### 本文抜粋:
年末に当たり、今年の連句界についても振り返っておきたい。
12月に日本連句協会創立40周年記念誌『現代連句集Ⅳ』が発行された。日本連句協会の前身である連句懇話会は1981年に創立。10年ごとに『現代連句集』を発行して、今回で4冊目になる。巻頭に「連句の愉しみ」(小津夜景)・「連句が好きだから」(堀田季何)のエッセイが二編。「日本連句協会の歩み」、座談会「現代連句の伝統と多様性」(小池正博・鈴木千惠子・宮川尚子・高松霞・門野優・山中たけを)のほか連句作品として「国民文化祭文部科学大臣賞等受賞作品」(第27回徳島~第36回和歌山)、各地の連句グループ作品84巻を収録している。
エッセイを寄稿している小津夜景は著書のあちこちで連句について触れている。小津と須藤岳史との往復書簡『なしのたわむれ』は連句の付け合いの呼吸で書かれているし、第二句集『花と夜盗』(書肆侃侃房)のうち「夢擬的月花的」(ゆめもどきてきつきはなてき)は連句の「月花(つきはな)の句」を一句立てにしたものである。月花の句は連句では春季扱いになる。
月を呑む花の廃墟を照らすため 夜景
月と花比良の高ねを北にして 芭蕉
堀田季何は今年最も活躍した俳人のひとりだが、連句の心得もある。堀田の主宰する「楽園俳句会」は6月に冊子版を発行しているが、連句作品も掲載されている。この両人に限らず、連句に対する関心が広がりつつある。
「江古田文学」110号に浅沼璞が「『さんだらぼっち』にみる西鶴的方法」を書いている。『さんだらぼっち』は石ノ森章太郎の時代物漫画だが、西鶴のような俳諧(連句)的な方法が使われているという。そもそも西鶴が漫画的と言うこともできる。浅沼は連句以外のジャンルにおける連句的な要素を分析してゆく「連句への潜在的意欲」という方法をとっているが、小津や堀田のように連句への顕在的意欲を示す表現者がふえてきていることになる。
以下、各地の連句大会を紹介する。
3月20日に日本連句協会の総会と全国大会が両国の江戸東京博物館で開催された。リアルでの参加32名、リモートでの参加が24名というハイブリッド連句会となった。
4月29日、「第26回えひめ俵口全国連句大会」が松山の子規記念博物館で開催。愛媛県知事賞の歌仙「秋高し」の巻(高塚霞捌き)の名残りの表よりご紹介。
口髭に触れてかたびら雪の消え 徹心
三代続く城の門番 忠史
香しき菓子を焼くのを趣味として 孝子
南回りのけふのフライト 孝子
アメリカの株の上下にそはそはし 徹心
桶屋儲かる仕組複雑 千惠子
6月12日、第二回全国リモート連句大会。(日本連句協会主催)
6月26日、第16回宮城県連句大会。コロナ禍の大会が中止になり、後日作品集が送付される。この大会は残念ながら今回で終了になるという。

### 練習問題:
**A)** 次の各文は連句の文章の内容と合っていますか。(i)〜(iii)それぞれに「はい」か「いいえ」で答え、判断の根拠となる文章中の語句をそのまま引用してください。
(i) 連句懇話会は1981年に創立された。
(ii) 月花の句は連句では秋季扱いになる。
(iii) 日本連句協会の総会と全国大会は松山の子規記念博物館で開かれた。
**B)** 連句の文章によると、次の問いの答えは何ですか。
(i) 『現代連句集』は何年ごとに発行されていますか。
(ii) 3月20日の大会にリモートで参加したのは何名ですか。
(iii) 『さんだらぼっち』は誰の時代物漫画ですか。
**C)** 連句の文章の最後の文に続けて、その先を書き継いでください。

### 対象項目:
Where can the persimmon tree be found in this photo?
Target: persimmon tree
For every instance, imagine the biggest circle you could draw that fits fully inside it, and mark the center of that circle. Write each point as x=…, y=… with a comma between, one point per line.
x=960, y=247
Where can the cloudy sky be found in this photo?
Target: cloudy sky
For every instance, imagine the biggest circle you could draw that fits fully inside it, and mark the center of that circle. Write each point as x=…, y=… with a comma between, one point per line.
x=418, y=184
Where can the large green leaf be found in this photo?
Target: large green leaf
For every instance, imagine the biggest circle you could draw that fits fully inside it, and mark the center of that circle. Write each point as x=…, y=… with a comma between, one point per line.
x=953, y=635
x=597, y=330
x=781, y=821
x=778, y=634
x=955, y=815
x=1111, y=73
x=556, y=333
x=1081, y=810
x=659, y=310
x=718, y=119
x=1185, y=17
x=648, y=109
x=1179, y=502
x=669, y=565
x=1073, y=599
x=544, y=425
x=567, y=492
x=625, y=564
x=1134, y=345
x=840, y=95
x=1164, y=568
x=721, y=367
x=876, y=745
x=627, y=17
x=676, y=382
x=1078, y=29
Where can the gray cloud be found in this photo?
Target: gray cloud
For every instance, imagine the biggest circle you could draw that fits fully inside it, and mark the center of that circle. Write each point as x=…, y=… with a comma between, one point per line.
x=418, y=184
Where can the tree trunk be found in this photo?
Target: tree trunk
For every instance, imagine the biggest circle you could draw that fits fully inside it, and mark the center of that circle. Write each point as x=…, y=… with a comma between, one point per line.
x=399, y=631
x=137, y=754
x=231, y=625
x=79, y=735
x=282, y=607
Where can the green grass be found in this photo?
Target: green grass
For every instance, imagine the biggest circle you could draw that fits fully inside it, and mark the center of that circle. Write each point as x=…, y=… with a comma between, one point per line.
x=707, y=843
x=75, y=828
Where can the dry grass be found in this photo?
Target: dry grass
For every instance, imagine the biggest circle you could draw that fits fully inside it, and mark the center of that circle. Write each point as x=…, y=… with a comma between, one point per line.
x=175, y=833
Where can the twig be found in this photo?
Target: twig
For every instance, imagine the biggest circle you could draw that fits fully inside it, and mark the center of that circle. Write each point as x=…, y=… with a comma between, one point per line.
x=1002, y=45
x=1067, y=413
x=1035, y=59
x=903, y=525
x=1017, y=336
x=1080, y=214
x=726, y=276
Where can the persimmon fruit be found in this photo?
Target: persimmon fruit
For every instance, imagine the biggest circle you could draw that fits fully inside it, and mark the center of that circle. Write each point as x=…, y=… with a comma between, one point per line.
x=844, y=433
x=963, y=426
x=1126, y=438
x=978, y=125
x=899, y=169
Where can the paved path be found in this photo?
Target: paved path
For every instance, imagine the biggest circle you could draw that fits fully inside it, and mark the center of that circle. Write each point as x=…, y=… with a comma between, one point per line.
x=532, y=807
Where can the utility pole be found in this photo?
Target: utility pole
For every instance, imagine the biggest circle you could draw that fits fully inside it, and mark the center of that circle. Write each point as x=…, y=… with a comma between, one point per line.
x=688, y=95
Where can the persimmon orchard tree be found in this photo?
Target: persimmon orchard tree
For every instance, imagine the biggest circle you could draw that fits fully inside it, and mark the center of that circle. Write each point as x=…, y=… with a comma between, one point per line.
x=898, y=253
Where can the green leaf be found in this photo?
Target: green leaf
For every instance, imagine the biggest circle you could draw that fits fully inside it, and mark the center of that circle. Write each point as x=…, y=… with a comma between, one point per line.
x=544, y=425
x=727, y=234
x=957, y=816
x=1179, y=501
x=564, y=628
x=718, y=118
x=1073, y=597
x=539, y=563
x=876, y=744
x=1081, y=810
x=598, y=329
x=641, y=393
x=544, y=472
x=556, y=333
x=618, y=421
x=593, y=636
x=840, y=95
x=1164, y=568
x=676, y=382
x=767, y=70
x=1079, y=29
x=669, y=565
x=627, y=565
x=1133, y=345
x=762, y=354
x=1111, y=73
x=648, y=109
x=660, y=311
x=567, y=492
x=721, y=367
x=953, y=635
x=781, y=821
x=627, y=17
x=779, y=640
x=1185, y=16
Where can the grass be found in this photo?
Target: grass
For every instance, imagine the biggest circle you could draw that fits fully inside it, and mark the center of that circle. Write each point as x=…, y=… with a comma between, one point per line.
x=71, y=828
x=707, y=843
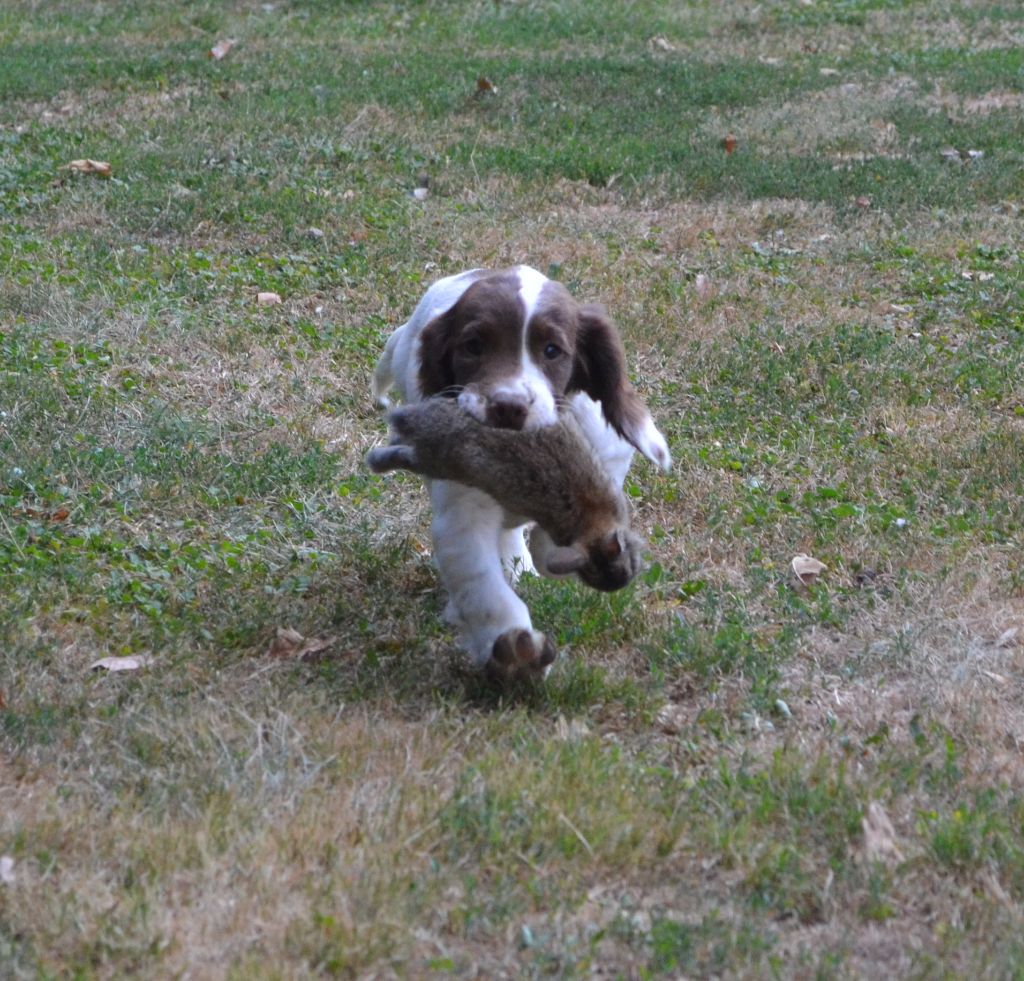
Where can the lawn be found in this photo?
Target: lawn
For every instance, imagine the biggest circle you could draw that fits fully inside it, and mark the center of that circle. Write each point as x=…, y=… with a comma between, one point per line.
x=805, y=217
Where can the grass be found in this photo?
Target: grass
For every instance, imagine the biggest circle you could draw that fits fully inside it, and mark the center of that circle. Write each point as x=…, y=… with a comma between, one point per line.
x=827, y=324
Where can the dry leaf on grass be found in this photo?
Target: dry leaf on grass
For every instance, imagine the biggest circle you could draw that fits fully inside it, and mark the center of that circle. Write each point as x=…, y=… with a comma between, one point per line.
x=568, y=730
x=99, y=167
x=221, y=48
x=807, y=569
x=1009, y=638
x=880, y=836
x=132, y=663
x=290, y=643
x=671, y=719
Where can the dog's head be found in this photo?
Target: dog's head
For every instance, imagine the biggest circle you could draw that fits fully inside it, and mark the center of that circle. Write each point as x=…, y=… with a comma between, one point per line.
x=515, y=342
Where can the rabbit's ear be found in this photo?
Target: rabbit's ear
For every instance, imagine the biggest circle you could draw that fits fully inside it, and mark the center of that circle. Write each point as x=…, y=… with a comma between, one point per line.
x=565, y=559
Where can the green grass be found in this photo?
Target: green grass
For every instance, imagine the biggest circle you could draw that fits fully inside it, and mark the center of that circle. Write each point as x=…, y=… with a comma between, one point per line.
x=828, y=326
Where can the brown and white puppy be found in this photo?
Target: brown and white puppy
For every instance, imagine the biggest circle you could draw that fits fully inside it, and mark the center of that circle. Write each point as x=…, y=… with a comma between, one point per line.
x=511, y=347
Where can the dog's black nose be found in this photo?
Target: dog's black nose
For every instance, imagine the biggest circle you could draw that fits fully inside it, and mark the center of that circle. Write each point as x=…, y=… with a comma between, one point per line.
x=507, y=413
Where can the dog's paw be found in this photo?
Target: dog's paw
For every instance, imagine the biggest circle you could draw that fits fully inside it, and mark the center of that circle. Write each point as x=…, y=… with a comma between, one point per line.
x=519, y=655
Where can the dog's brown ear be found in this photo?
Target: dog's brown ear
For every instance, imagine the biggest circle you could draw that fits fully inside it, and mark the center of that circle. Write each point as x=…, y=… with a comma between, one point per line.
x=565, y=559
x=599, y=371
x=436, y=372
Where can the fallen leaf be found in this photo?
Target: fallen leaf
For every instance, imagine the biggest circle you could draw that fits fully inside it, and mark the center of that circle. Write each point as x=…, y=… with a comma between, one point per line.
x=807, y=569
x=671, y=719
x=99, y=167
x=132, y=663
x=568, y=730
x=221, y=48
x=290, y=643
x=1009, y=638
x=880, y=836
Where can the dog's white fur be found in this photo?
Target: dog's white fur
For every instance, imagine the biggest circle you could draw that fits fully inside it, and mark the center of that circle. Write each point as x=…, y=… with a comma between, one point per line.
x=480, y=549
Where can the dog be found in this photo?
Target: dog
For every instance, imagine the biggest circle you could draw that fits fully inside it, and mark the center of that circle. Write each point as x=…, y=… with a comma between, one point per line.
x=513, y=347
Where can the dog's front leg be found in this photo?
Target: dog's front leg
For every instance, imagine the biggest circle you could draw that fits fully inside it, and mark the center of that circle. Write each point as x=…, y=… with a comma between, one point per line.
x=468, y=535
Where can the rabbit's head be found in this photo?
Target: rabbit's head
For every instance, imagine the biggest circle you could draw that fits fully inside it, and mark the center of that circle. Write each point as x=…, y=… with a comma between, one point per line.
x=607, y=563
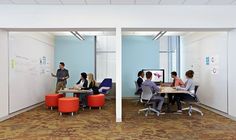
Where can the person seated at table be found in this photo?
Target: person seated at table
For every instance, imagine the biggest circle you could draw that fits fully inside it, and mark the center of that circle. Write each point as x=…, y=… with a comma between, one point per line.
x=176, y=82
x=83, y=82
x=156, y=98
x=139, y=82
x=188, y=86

...

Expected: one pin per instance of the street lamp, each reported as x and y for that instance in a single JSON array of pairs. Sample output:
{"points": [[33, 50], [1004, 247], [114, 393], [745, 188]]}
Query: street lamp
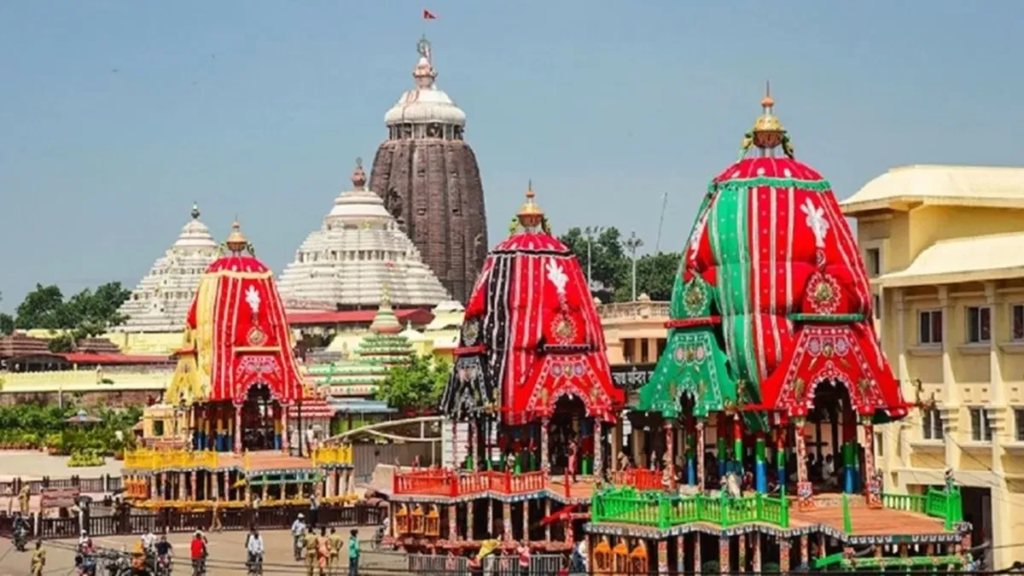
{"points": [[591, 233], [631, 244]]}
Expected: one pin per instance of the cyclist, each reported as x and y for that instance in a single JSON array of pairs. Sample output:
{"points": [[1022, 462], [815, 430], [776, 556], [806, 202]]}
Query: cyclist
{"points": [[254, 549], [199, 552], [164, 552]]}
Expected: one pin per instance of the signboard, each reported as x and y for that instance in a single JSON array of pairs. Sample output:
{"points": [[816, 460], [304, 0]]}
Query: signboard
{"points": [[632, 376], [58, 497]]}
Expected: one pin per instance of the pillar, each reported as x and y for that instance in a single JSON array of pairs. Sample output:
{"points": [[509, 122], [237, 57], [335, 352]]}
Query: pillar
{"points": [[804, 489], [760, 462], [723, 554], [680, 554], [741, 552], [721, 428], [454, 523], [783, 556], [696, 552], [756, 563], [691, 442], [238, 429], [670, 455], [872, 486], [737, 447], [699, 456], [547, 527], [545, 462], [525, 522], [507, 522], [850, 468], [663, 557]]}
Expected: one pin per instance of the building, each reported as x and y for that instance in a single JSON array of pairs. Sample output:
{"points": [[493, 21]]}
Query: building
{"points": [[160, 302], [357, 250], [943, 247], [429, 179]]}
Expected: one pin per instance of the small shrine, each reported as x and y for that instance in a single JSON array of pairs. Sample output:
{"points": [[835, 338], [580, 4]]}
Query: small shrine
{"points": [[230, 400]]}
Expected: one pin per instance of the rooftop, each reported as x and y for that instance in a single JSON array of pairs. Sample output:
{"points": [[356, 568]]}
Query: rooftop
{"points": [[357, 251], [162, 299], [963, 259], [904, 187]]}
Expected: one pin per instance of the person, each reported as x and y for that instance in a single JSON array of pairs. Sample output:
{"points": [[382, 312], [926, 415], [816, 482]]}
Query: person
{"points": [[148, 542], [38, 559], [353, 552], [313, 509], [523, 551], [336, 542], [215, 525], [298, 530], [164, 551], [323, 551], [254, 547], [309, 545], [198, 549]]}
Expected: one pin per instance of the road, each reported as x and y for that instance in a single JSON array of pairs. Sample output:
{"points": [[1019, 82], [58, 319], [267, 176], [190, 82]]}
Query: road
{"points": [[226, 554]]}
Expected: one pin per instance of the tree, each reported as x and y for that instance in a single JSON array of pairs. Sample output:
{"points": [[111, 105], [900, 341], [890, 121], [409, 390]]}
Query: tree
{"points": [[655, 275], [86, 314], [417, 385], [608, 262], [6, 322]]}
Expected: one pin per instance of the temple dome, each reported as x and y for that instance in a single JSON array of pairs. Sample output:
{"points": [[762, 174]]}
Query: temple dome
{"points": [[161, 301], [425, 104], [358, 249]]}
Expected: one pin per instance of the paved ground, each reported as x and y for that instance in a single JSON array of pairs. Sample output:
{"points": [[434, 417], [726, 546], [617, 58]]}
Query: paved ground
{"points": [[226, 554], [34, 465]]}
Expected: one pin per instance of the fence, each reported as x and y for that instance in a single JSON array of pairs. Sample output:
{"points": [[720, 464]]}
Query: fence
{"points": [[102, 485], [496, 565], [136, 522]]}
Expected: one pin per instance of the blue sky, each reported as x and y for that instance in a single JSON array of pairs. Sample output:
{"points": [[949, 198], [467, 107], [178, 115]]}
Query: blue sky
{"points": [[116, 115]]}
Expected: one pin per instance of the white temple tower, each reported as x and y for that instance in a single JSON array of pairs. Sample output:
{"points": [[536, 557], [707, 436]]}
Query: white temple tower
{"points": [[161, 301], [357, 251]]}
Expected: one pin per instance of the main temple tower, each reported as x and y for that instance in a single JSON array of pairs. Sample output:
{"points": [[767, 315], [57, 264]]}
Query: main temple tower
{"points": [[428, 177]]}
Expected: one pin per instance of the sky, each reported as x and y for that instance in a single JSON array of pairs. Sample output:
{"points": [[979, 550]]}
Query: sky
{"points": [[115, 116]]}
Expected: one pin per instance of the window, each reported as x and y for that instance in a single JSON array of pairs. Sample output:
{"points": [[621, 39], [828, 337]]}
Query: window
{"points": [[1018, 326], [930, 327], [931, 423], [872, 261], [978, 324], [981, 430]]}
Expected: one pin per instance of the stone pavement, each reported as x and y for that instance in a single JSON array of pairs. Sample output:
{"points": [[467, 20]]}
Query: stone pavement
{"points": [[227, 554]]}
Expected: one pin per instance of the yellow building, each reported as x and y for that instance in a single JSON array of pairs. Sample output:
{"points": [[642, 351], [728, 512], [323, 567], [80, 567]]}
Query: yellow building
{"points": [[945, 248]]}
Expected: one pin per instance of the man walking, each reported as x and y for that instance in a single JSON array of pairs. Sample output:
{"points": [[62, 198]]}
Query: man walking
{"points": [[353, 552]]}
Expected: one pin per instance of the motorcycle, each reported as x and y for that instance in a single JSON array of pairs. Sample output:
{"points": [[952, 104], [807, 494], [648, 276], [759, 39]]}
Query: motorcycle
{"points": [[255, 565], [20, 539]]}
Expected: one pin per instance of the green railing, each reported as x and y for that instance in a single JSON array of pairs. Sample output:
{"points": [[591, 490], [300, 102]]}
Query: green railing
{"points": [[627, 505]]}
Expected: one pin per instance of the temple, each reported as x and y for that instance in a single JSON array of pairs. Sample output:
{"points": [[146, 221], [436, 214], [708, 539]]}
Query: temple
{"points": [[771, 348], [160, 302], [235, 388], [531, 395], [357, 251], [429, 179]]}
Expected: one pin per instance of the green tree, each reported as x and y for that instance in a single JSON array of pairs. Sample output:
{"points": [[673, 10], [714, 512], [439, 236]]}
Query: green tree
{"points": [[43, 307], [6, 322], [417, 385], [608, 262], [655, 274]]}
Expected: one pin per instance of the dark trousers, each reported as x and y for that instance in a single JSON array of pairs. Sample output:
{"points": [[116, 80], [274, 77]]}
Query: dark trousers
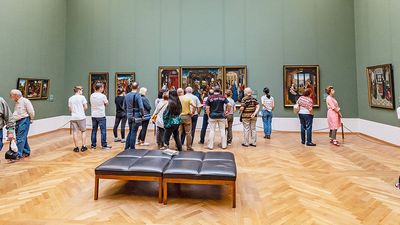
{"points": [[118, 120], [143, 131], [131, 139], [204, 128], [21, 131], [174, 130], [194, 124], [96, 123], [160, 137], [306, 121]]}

### 解答例:
**A)**
(i) はい。「日本連句協会の前身である連句懇話会は1981年に創立。」
(ii) いいえ。「月花の句は連句では春季扱いになる。」
(iii) いいえ。「3月20日に日本連句協会の総会と全国大会が両国の江戸東京博物館で開催された。」

**B)**
(i) 10年ごと
(ii) 24名
(iii) 石ノ森章太郎

**C)**
7月27日~29日。徳島城博物館和室にて「夏休み子ども連句教室」が開催。一日目「俳句をつくろう」、二日目「長句に短句を付けよう」、三日目「句をつないでいこう」の三日間のプログラム。
9月11日、南砺市いなみ全国連句大会2022。
1993年に第一回大会が開催され、ほぼ4年ごとに回を重ね、今年で第八回を迎える。
富山県知事賞受賞の歌仙「冬夕焼」の巻の表六句。
かつてこのやうな恋あり冬夕焼 鈴木了斎
慕情凍てつく文箱の底 杉本聰
除雪車の角曲がりゆく音消えて 了斎
絡繰時計喇叭吹き出す 聰
月からの金糸銀糸に指からめ 了斎
和紙に切り抜く芙蓉一輪 聰
10月は芭蕉にちなんんだイベントが続いた。芭蕉終焉の地・大阪では大阪天満宮の「浪速の芭蕉祭」。まず10月2日にリモートによるプレイベントを開催。浅沼璞と小池正博の対談のあとオン座六句と非懐紙の二座に分かれてリモート連句。一週間後の10月9日には大阪天満宮の梅香学院でリアル句会を開会。天満宮本殿参拝のあと、関西現俳協青年部長の久留島元をゲストに迎えての座談会と実作会。
伊賀上野では10月11日・12日に第76回芭蕉祭(伊賀上野)が開催された。
元禄七年(1694)、芭蕉の帰郷にあわせて、伊賀上野の門人たちが芭蕉実家の敷地に庵を建てる。芭蕉は8月15日に月見の会を催し、料理が振舞われた。芭蕉自筆の「月見の献立」が残っており、昨年、伊賀市に寄贈された。芭蕉祭の前日、10月11日の夜に「月見の献立歓迎会」がハイトピア伊賀で開催され、私も参加することができた。月見の献立にちなんだ料理が提供され、貴重な経験をする。
翌日の12日は俳聖殿の前で芭蕉祭の式典。連句の部では半歌仙「頓て死ぬ」の巻(梅村光明捌き)が特選になっており、その裏の一句目から六句目までを紹介する。
牧閉ざす馬柵遠くまでなだらかに 満璃
逢へぬ日続き募るいとしさ 裕子
女子会のすぐ盛り上がる恋懺悔 光明
ぐうたら亭主まづは槍玉 満璃
議員席スマホ居眠りここかしこ 裕子
熱きおでんのコント大受け 光明
最後に、国文祭おきなわ(美ら島おきなわ文化祭2022)が沖縄県南城市を会場として開催された。10月29日吟行会。30日、南城市文化センターにて表彰式・実作会。一般の部、文部科学大臣賞は二十韻「大試験」の巻(富山県、杉本聰捌き)が受賞した。
大試験終えて少女の顔となる 宇野恭子
たんぽぽの絮飛ばす道端 奥野美友紀
潮干狩りバケツそれぞれ手に提げて 北野眞知子
母が伝授の結び三角 大島朋子
ジュニアの部・文部科学大臣賞は三つ物「かぜのしっぽ」(鈴木千惠子捌き)。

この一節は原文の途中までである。